* begin INFORMATION SUPPLIED *
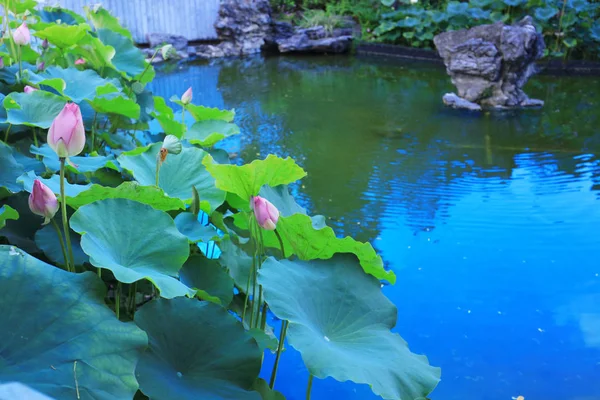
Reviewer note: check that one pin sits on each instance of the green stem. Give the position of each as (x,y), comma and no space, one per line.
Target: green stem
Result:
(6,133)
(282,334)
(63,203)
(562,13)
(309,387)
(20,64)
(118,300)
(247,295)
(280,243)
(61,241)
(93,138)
* end INFORMATION SUPPLIED *
* begin INFORMATION SUPPLIED *
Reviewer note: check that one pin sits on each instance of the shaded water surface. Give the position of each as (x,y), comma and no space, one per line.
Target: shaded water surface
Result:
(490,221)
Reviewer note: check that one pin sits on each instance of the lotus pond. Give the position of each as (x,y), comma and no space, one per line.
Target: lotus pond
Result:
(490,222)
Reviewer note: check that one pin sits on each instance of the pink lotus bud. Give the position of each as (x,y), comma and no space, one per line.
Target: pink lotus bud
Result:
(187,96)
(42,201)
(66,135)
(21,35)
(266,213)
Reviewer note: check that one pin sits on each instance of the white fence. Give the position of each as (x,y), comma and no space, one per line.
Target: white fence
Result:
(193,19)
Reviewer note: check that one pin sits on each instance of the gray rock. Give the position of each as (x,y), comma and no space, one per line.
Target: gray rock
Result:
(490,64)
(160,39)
* end INFORMATION SUPPLIED *
* begin INFORMATION SUPPLIED *
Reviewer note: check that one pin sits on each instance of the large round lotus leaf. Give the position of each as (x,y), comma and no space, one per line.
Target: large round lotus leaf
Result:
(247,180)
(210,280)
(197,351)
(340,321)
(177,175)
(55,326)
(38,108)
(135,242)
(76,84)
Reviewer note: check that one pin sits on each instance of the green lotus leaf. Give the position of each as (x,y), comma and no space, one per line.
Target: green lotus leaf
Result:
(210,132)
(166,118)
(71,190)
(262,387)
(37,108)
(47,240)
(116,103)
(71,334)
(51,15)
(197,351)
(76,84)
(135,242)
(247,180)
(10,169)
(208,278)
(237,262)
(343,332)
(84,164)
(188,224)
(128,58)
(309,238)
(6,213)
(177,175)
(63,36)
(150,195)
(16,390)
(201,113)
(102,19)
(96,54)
* end INFORMATION SUPPLIED *
Gather every line in the data file above that contains the word "round". Case counts.

Reviewer note: check that one pin sits on each instance of the large round lotus leaf. Give the position of each as (x,y), comma and no space, one per line.
Target: large round lotus leaf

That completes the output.